A block of data:
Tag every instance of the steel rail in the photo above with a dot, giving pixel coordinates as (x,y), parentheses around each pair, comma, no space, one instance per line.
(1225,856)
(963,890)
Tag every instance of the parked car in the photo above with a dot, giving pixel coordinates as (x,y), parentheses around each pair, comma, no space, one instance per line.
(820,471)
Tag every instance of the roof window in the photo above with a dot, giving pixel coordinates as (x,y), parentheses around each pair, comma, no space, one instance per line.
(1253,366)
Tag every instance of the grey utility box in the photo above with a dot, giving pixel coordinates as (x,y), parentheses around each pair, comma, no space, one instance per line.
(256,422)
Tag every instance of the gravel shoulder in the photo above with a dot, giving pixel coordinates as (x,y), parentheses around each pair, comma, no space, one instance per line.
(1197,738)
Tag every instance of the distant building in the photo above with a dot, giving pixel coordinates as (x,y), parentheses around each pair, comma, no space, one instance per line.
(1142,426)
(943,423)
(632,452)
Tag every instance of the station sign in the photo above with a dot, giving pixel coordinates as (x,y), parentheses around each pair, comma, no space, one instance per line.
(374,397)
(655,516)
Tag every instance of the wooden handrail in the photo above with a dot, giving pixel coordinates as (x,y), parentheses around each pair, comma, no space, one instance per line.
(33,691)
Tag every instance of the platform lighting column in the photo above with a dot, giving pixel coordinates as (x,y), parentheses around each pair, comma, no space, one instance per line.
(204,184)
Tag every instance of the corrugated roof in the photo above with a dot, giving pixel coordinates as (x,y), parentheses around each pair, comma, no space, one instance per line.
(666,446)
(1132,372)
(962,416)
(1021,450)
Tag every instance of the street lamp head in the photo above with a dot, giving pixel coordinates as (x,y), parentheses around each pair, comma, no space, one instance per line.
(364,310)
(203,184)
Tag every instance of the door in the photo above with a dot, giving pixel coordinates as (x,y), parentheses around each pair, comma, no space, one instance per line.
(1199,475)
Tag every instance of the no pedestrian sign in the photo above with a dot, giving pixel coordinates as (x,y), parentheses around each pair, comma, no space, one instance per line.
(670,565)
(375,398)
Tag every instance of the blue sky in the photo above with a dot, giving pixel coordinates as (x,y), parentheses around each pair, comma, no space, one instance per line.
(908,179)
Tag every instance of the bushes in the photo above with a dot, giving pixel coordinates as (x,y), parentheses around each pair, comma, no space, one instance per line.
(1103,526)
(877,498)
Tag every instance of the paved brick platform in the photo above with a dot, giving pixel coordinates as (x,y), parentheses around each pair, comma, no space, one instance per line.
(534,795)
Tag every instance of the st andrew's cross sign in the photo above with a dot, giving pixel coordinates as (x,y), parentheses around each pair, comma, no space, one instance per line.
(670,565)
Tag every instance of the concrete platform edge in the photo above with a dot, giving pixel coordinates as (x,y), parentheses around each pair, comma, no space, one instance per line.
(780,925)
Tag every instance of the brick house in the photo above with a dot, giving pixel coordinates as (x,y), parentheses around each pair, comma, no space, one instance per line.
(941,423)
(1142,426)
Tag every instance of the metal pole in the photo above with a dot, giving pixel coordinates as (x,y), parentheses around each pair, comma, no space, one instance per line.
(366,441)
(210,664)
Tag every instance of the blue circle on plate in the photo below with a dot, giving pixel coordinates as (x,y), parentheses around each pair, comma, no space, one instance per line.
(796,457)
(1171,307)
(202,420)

Aim of the exercise: Please write out every line of the data above verbatim, keeping the original order.

Correct result:
Tag every instance of the steel rail in the photo above with a dot, giving pixel coordinates as (x,y), parentheses around each pair, comma, no space, one instance per line.
(1225,856)
(963,890)
Tag every instance of the parked car in the photo above with a dot, giving pixel coordinates as (x,y), parentheses around each pair, comma, no space, one instance per line.
(820,471)
Tag every instance of the roof window in the photo above with a dot, giving pixel coordinates as (x,y), parentheses around each pair, comma, no space, one instance per line.
(1253,366)
Tag every instance of the grey utility box in the photo above with a dot, giving pixel coordinates as (x,y), parentheses around each pair, comma, no space, one instance per line.
(256,422)
Tag every instance of the gravel shoulder in the photo above with a dot, giving pixel coordinates as (x,y), parentheses around each pair, comma, no space, one instance per line.
(1197,738)
Tag every instance of the distant building in the photo above with a dot, giving pixel coordinates as (x,y), parentheses around each pair, comma, no space, one instance per line.
(1142,426)
(943,423)
(632,452)
Tag every instance of the station sign in the photo above with a dot, giving pixel coordinates as (x,y), parentheses around each pair, comma, no space, one instance per line.
(374,397)
(655,516)
Tag every instance of the wooden handrail in the photo above with a dot, giving pixel coordinates as (x,y), parentheses around each pair, comma, no space, one instance per line.
(33,691)
Tag every instance of the platform lighting column in the photo above with a dot, giving pixel coordinates as (x,y), parentheses around each pair, comma, no space, one instance per line.
(204,184)
Tag every instance of the corrugated roof in the photo above with a dot, giving pixel coordinates as (x,y), parentheses around each pair, comma, no space, one instance per line.
(666,446)
(1132,372)
(962,416)
(1021,450)
Tag every instance of the street lamp head in the photo above with a dot, giving pixel coordinates as (x,y), parentheses around each pair, comma, no space, one instance per line.
(364,310)
(203,184)
Tag every instance of the door in the photo above with a dot, giving pixel coordinates as (x,y), parentheses around each pair, comma, no space, one instance per line.
(1199,475)
Tag every instance of the no pedestrian sign in the photo above with a dot, giving pixel coordinates as (x,y), parentheses around each pair, comma, no space, one instance per line.
(670,565)
(375,398)
Tag every instance of the blue sky in the photo above with a dot, giving pixel coordinates as (x,y), parentheses around each pair, comma, no space, one instance per line.
(908,179)
Tag every instance of the bushes in the photo above with a dot, giving pixel coordinates as (x,y), parentheses around each pair, comma, no space, one instance per line.
(1103,526)
(877,498)
Tag every instance of the paved brick platform in the photo above with a dot, giving pixel coordinates as (x,y), parentheses around each pair, comma, no space, one instance per line.
(534,795)
Tag every instance of the st andrew's cross sign in the photo above with a dot, giving pixel coordinates as (x,y), parentheses around each pair, comma, no space, one instance per line.
(670,565)
Tag every instance of the concrete platform edge in the photo above with a dot, giving pixel coordinates as (x,y), parentheses around each pair, comma, no space, one instance per line.
(780,925)
Tag every instance of the brick house in the photo above with a dot, giving pixel coordinates as (x,y), parentheses around each pair, comma, no space, one instance per line.
(941,423)
(1142,426)
Tag every instance of the metal pole in the photo above with a dot, giving pixel coordinates as (x,y), parentheses around each pair, comma, no space, one instance per line.
(366,441)
(210,664)
Tag every instance of the blue circle on plate in the photo below with a dot, giving pixel coordinates as (x,y), parentheses around each pair, comma, no space, one instance per line.
(796,457)
(1171,307)
(202,420)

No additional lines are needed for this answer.